■ **TASK DESCRIPTION**
Every record below is to be restated verbatim, though its images are not.

[Records contained in a dataset]
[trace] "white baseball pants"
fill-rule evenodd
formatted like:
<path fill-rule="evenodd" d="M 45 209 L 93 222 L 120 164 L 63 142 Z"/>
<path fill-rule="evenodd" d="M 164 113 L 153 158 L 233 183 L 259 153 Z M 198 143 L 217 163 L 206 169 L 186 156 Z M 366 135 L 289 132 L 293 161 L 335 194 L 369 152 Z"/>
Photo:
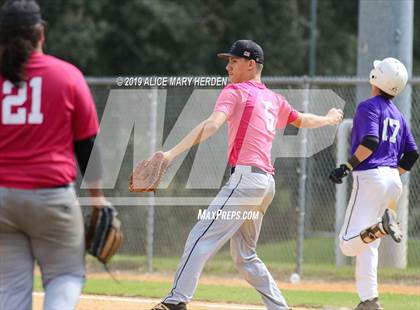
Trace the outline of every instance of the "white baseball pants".
<path fill-rule="evenodd" d="M 378 167 L 353 172 L 353 190 L 339 238 L 343 254 L 356 256 L 356 286 L 360 300 L 378 296 L 380 244 L 380 239 L 364 243 L 360 233 L 378 223 L 385 209 L 396 205 L 401 193 L 401 178 L 395 168 Z"/>

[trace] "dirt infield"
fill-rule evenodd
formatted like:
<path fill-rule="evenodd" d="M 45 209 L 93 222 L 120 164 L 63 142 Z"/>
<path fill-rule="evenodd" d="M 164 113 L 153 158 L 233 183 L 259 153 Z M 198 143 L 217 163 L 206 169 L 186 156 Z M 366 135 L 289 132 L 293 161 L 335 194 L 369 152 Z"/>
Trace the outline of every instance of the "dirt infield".
<path fill-rule="evenodd" d="M 42 309 L 42 293 L 34 293 L 34 310 Z M 159 302 L 157 299 L 125 298 L 111 296 L 83 295 L 77 310 L 149 310 Z M 207 302 L 191 302 L 188 310 L 264 310 L 255 305 L 221 304 Z M 307 310 L 293 308 L 294 310 Z"/>
<path fill-rule="evenodd" d="M 131 280 L 139 282 L 171 282 L 172 276 L 166 274 L 138 274 L 117 273 L 119 280 Z M 107 273 L 89 273 L 89 279 L 108 279 Z M 241 278 L 229 278 L 228 280 L 220 277 L 202 277 L 200 284 L 207 285 L 224 285 L 236 287 L 249 287 Z M 322 292 L 355 292 L 356 288 L 352 282 L 300 282 L 291 284 L 286 282 L 278 282 L 281 289 L 294 291 L 322 291 Z M 406 295 L 420 296 L 420 286 L 413 285 L 397 285 L 397 284 L 381 284 L 381 293 L 395 293 Z M 34 310 L 42 309 L 43 293 L 34 293 Z M 133 298 L 133 297 L 116 297 L 116 296 L 95 296 L 83 295 L 80 299 L 77 310 L 149 310 L 159 302 L 158 299 L 151 298 Z M 231 304 L 231 303 L 209 303 L 194 301 L 188 304 L 189 310 L 263 310 L 262 306 L 247 304 Z M 293 308 L 294 310 L 308 310 L 310 308 Z M 328 310 L 333 310 L 328 308 Z M 339 308 L 334 310 L 348 310 L 348 308 Z"/>

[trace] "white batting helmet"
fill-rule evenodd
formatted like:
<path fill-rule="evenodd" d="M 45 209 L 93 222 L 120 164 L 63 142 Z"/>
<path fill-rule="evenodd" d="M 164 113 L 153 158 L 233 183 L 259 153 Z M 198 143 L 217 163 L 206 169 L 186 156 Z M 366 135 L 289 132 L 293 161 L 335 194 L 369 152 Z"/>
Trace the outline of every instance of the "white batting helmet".
<path fill-rule="evenodd" d="M 408 73 L 401 61 L 388 57 L 375 60 L 373 67 L 369 75 L 370 84 L 391 96 L 396 96 L 403 91 L 407 84 Z"/>

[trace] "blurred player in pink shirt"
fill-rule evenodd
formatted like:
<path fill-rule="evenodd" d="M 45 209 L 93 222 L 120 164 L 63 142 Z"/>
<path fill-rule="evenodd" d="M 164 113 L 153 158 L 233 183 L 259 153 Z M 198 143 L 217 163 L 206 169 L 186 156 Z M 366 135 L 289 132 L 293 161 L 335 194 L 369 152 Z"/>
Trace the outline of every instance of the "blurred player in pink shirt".
<path fill-rule="evenodd" d="M 221 92 L 210 117 L 164 154 L 172 161 L 213 135 L 227 121 L 231 176 L 207 211 L 210 214 L 256 211 L 259 217 L 201 219 L 188 236 L 171 291 L 153 310 L 187 309 L 205 263 L 229 240 L 237 269 L 261 294 L 267 309 L 288 309 L 277 284 L 256 253 L 263 215 L 275 191 L 272 142 L 276 128 L 288 124 L 302 128 L 337 125 L 343 113 L 334 108 L 326 116 L 300 113 L 284 97 L 267 89 L 261 83 L 264 53 L 251 40 L 236 41 L 228 53 L 218 56 L 228 60 L 226 70 L 231 84 Z"/>
<path fill-rule="evenodd" d="M 0 9 L 0 308 L 32 309 L 34 265 L 44 309 L 74 309 L 84 281 L 84 225 L 73 182 L 85 173 L 98 117 L 82 73 L 43 53 L 33 0 Z M 97 152 L 93 152 L 97 153 Z M 85 181 L 100 188 L 97 164 Z M 92 205 L 107 204 L 91 189 Z"/>

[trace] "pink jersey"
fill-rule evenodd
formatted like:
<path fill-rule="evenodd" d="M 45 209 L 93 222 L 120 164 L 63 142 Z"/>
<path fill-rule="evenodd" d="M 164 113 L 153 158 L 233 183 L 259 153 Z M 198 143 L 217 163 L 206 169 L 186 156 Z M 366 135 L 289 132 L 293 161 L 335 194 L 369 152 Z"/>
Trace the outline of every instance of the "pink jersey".
<path fill-rule="evenodd" d="M 90 90 L 73 65 L 33 53 L 27 80 L 0 76 L 0 186 L 56 187 L 76 178 L 73 143 L 98 132 Z"/>
<path fill-rule="evenodd" d="M 247 81 L 226 86 L 214 111 L 227 116 L 229 165 L 255 166 L 273 174 L 271 147 L 276 128 L 298 118 L 286 99 L 264 84 Z"/>

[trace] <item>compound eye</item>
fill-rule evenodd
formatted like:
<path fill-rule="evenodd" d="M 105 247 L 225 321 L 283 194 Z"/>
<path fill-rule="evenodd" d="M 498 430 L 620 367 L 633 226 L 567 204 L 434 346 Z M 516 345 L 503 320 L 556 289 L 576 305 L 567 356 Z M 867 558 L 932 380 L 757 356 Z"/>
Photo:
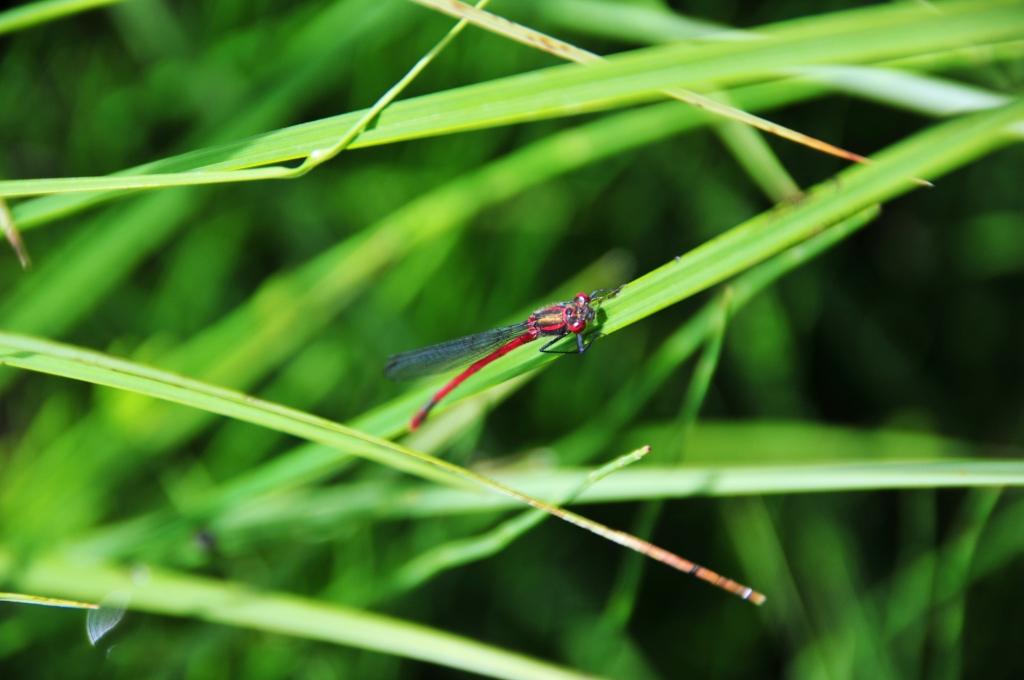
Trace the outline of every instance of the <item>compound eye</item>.
<path fill-rule="evenodd" d="M 578 305 L 585 305 L 585 304 L 588 304 L 589 302 L 590 302 L 590 296 L 589 295 L 587 295 L 586 293 L 583 293 L 583 292 L 576 293 L 576 304 L 578 304 Z"/>
<path fill-rule="evenodd" d="M 573 317 L 568 324 L 569 331 L 572 333 L 579 333 L 587 327 L 587 322 L 583 319 L 577 319 Z"/>

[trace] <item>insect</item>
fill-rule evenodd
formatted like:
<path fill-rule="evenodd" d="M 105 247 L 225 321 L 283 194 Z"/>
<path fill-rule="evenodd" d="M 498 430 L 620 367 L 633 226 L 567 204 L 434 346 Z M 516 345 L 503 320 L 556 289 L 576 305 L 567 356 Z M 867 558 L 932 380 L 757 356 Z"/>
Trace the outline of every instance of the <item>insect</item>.
<path fill-rule="evenodd" d="M 593 341 L 593 337 L 590 338 L 590 341 L 584 340 L 583 332 L 587 330 L 588 324 L 592 324 L 595 319 L 595 305 L 616 295 L 618 291 L 619 289 L 595 291 L 589 295 L 580 292 L 572 300 L 538 309 L 520 323 L 493 328 L 474 335 L 467 335 L 464 338 L 456 338 L 390 357 L 384 372 L 392 380 L 408 380 L 442 373 L 467 361 L 473 361 L 465 370 L 449 380 L 430 398 L 430 401 L 413 415 L 412 420 L 409 421 L 409 429 L 417 429 L 426 420 L 431 409 L 461 385 L 466 378 L 528 342 L 533 342 L 538 338 L 548 338 L 548 341 L 540 348 L 541 352 L 583 354 Z M 549 349 L 570 333 L 576 336 L 574 350 Z"/>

■ **EXERCISE ANSWER**
[trace] "white baseball pants"
fill-rule evenodd
formatted like:
<path fill-rule="evenodd" d="M 45 209 L 93 222 L 120 164 L 63 142 Z"/>
<path fill-rule="evenodd" d="M 164 113 L 153 158 L 233 183 L 259 153 Z M 198 143 L 217 163 L 206 169 L 186 156 Z M 366 135 L 289 132 L 293 161 L 335 194 L 369 152 Z"/>
Photo:
Trace the outline of every instance of the "white baseball pants".
<path fill-rule="evenodd" d="M 378 167 L 353 172 L 353 190 L 339 238 L 343 254 L 356 256 L 356 286 L 360 300 L 378 296 L 380 244 L 380 239 L 364 243 L 360 233 L 378 223 L 385 209 L 396 205 L 401 193 L 401 178 L 395 168 Z"/>

[trace] "dirt infield"
fill-rule evenodd
formatted like:
<path fill-rule="evenodd" d="M 45 209 L 93 222 L 120 164 L 63 142 Z"/>
<path fill-rule="evenodd" d="M 164 113 L 153 158 L 233 183 L 259 153 Z M 198 143 L 217 163 L 206 169 L 186 156 Z M 366 135 L 289 132 L 293 161 L 335 194 L 369 152 Z"/>
Trace the outline of every instance of the "dirt infield".
<path fill-rule="evenodd" d="M 42 309 L 42 293 L 34 293 L 34 310 Z M 159 302 L 157 299 L 125 298 L 111 296 L 83 295 L 77 310 L 149 310 Z M 207 302 L 191 302 L 188 310 L 264 310 L 255 305 L 221 304 Z M 307 310 L 293 308 L 294 310 Z"/>
<path fill-rule="evenodd" d="M 131 280 L 139 282 L 171 282 L 172 276 L 166 274 L 138 274 L 117 273 L 119 280 Z M 107 273 L 89 273 L 89 279 L 108 279 Z M 241 278 L 229 278 L 228 280 L 220 277 L 202 277 L 200 284 L 207 285 L 224 285 L 236 287 L 249 287 Z M 322 292 L 355 292 L 356 288 L 352 282 L 300 282 L 291 284 L 286 282 L 278 282 L 281 289 L 294 291 L 322 291 Z M 406 295 L 420 296 L 420 286 L 413 285 L 397 285 L 397 284 L 381 284 L 381 293 L 395 293 Z M 34 310 L 42 309 L 43 293 L 34 293 Z M 133 298 L 133 297 L 116 297 L 116 296 L 95 296 L 83 295 L 80 299 L 77 310 L 149 310 L 159 302 L 158 299 L 151 298 Z M 231 304 L 231 303 L 209 303 L 194 301 L 188 304 L 189 310 L 263 310 L 262 306 L 247 304 Z M 293 308 L 294 310 L 308 310 L 310 308 Z M 328 310 L 333 310 L 328 308 Z M 339 308 L 334 310 L 348 310 L 348 308 Z"/>

[trace] "white batting helmet"
fill-rule evenodd
formatted like:
<path fill-rule="evenodd" d="M 45 209 L 93 222 L 120 164 L 63 142 Z"/>
<path fill-rule="evenodd" d="M 164 113 L 153 158 L 233 183 L 259 153 Z M 198 143 L 217 163 L 206 169 L 186 156 Z M 366 135 L 289 132 L 293 161 L 335 194 L 369 152 Z"/>
Trace the outline of every instance of the "white batting helmet".
<path fill-rule="evenodd" d="M 408 73 L 401 61 L 388 57 L 375 60 L 373 67 L 369 75 L 370 84 L 391 96 L 396 96 L 403 91 L 407 84 Z"/>

[trace] "blurred player in pink shirt"
fill-rule evenodd
formatted like:
<path fill-rule="evenodd" d="M 45 209 L 93 222 L 120 164 L 63 142 Z"/>
<path fill-rule="evenodd" d="M 164 113 L 153 158 L 233 183 L 259 153 Z M 198 143 L 217 163 L 206 169 L 186 156 Z M 366 135 L 289 132 L 293 161 L 335 194 L 369 152 Z"/>
Trace the outline of every instance of the "blurred player in pink shirt".
<path fill-rule="evenodd" d="M 221 92 L 210 117 L 164 154 L 172 161 L 213 135 L 227 121 L 231 176 L 207 211 L 210 214 L 256 211 L 259 217 L 201 219 L 188 236 L 171 291 L 153 310 L 187 309 L 205 263 L 229 240 L 237 269 L 261 294 L 267 309 L 288 309 L 277 284 L 256 253 L 263 215 L 275 191 L 272 142 L 276 128 L 288 124 L 302 128 L 337 125 L 343 113 L 334 108 L 326 116 L 300 113 L 284 97 L 267 89 L 261 83 L 264 53 L 251 40 L 236 41 L 228 53 L 218 56 L 228 60 L 226 70 L 231 84 Z"/>
<path fill-rule="evenodd" d="M 0 9 L 0 308 L 32 309 L 34 265 L 44 309 L 74 309 L 84 281 L 84 225 L 73 182 L 85 173 L 98 117 L 82 73 L 43 53 L 33 0 Z M 97 152 L 93 152 L 97 153 Z M 85 181 L 100 188 L 97 164 Z M 92 205 L 107 204 L 91 189 Z"/>

[trace] "pink jersey"
fill-rule evenodd
formatted like:
<path fill-rule="evenodd" d="M 45 209 L 93 222 L 120 164 L 63 142 Z"/>
<path fill-rule="evenodd" d="M 164 113 L 153 158 L 233 183 L 259 153 Z M 198 143 L 217 163 L 206 169 L 186 156 Z M 366 135 L 289 132 L 293 161 L 335 194 L 369 152 Z"/>
Trace the outline of every instance of the "pink jersey".
<path fill-rule="evenodd" d="M 90 90 L 73 65 L 33 53 L 27 80 L 0 76 L 0 186 L 56 187 L 76 178 L 73 143 L 98 132 Z"/>
<path fill-rule="evenodd" d="M 247 81 L 226 86 L 214 111 L 227 116 L 229 165 L 255 166 L 273 174 L 271 147 L 276 128 L 298 118 L 286 99 L 264 84 Z"/>

[trace] <item>compound eye</item>
fill-rule evenodd
formatted like:
<path fill-rule="evenodd" d="M 105 247 L 225 321 L 283 194 Z"/>
<path fill-rule="evenodd" d="M 498 430 L 620 367 L 633 226 L 567 204 L 434 346 Z M 516 345 L 503 320 L 556 289 L 576 305 L 567 356 Z M 867 558 L 932 380 L 757 356 Z"/>
Photo:
Trace the outline of every instance of the <item>compound eye</item>.
<path fill-rule="evenodd" d="M 578 305 L 585 305 L 585 304 L 588 304 L 589 302 L 590 302 L 590 296 L 589 295 L 587 295 L 586 293 L 583 293 L 583 292 L 576 293 L 576 304 L 578 304 Z"/>
<path fill-rule="evenodd" d="M 573 317 L 568 324 L 569 331 L 572 333 L 579 333 L 587 327 L 587 322 L 583 319 L 577 319 Z"/>

[trace] <item>insect</item>
fill-rule evenodd
formatted like:
<path fill-rule="evenodd" d="M 105 247 L 225 321 L 283 194 Z"/>
<path fill-rule="evenodd" d="M 498 430 L 620 367 L 633 226 L 567 204 L 434 346 Z M 516 345 L 503 320 L 556 289 L 576 305 L 567 356 Z M 867 558 L 932 380 L 757 356 Z"/>
Trace the outline of every instance of the <item>insect</item>.
<path fill-rule="evenodd" d="M 593 341 L 593 337 L 590 338 L 590 341 L 584 340 L 583 332 L 587 330 L 588 324 L 592 324 L 595 319 L 595 305 L 616 295 L 618 291 L 619 289 L 595 291 L 589 295 L 580 292 L 572 300 L 538 309 L 520 323 L 493 328 L 474 335 L 467 335 L 464 338 L 456 338 L 390 357 L 384 372 L 392 380 L 408 380 L 442 373 L 467 361 L 473 361 L 465 370 L 449 380 L 430 398 L 430 401 L 413 415 L 412 420 L 409 421 L 409 429 L 417 429 L 426 420 L 431 409 L 461 385 L 466 378 L 528 342 L 533 342 L 538 338 L 548 338 L 548 341 L 540 348 L 541 352 L 583 354 Z M 549 349 L 570 333 L 576 336 L 574 350 Z"/>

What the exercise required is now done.